Repeat every one of the records below, copying each line precisely.

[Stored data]

⁂

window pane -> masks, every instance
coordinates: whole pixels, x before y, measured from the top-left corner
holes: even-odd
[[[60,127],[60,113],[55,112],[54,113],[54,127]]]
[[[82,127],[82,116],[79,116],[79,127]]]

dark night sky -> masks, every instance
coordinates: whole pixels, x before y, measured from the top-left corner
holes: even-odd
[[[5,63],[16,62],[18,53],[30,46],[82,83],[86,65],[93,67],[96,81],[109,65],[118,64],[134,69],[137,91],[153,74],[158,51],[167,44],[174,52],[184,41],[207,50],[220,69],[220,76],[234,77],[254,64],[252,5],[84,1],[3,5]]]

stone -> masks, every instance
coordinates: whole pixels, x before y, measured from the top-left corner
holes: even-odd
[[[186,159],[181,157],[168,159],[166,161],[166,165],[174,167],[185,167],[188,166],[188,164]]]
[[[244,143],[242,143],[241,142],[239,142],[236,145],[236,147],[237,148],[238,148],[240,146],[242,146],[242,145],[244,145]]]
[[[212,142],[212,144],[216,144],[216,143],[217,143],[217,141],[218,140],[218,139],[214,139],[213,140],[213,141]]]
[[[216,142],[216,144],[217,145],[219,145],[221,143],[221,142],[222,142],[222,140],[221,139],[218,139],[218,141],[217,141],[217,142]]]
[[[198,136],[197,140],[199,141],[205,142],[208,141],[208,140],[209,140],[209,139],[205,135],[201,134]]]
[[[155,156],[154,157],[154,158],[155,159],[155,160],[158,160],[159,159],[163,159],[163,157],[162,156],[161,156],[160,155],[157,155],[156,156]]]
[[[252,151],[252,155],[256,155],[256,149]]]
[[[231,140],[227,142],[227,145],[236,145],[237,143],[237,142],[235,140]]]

⁂

▶ _Solution to this exercise_
window pane -> masks, every instance
coordinates: whole pixels, x before y, measured from the top-left corner
holes: even-odd
[[[60,127],[60,113],[55,112],[54,113],[54,127]]]
[[[82,127],[82,116],[79,116],[79,127]]]

dark night sky -> masks, every instance
coordinates: whole pixels, x before y, measured from the top-left corner
holes: even-odd
[[[5,63],[16,62],[18,53],[30,46],[82,83],[86,65],[93,67],[96,81],[109,65],[118,64],[134,69],[137,91],[153,74],[158,51],[167,44],[174,52],[184,41],[207,50],[220,69],[220,76],[234,77],[254,64],[252,5],[84,1],[3,5]]]

stone -> masks, every instance
coordinates: whole pixels, x before y, measured from the top-left corner
holes: even-odd
[[[186,159],[181,157],[168,159],[166,161],[166,165],[174,167],[185,167],[188,166],[188,164]]]
[[[244,143],[242,143],[241,142],[239,142],[236,145],[236,147],[237,148],[238,148],[240,146],[242,146],[242,145],[244,145]]]
[[[212,142],[212,144],[216,144],[216,143],[217,143],[217,141],[218,140],[218,139],[214,139],[213,140],[213,141]]]
[[[216,142],[216,144],[217,145],[219,145],[221,143],[221,142],[222,142],[222,140],[221,139],[218,139],[218,141],[217,141],[217,142]]]
[[[198,136],[197,140],[199,141],[205,142],[208,141],[208,140],[209,140],[209,139],[205,135],[201,134]]]
[[[155,156],[154,157],[154,158],[155,159],[155,160],[158,160],[159,159],[163,159],[163,157],[162,156],[161,156],[160,155],[157,155],[156,156]]]
[[[252,151],[252,155],[256,155],[256,149]]]
[[[231,140],[227,142],[227,145],[236,145],[237,143],[237,142],[235,140]]]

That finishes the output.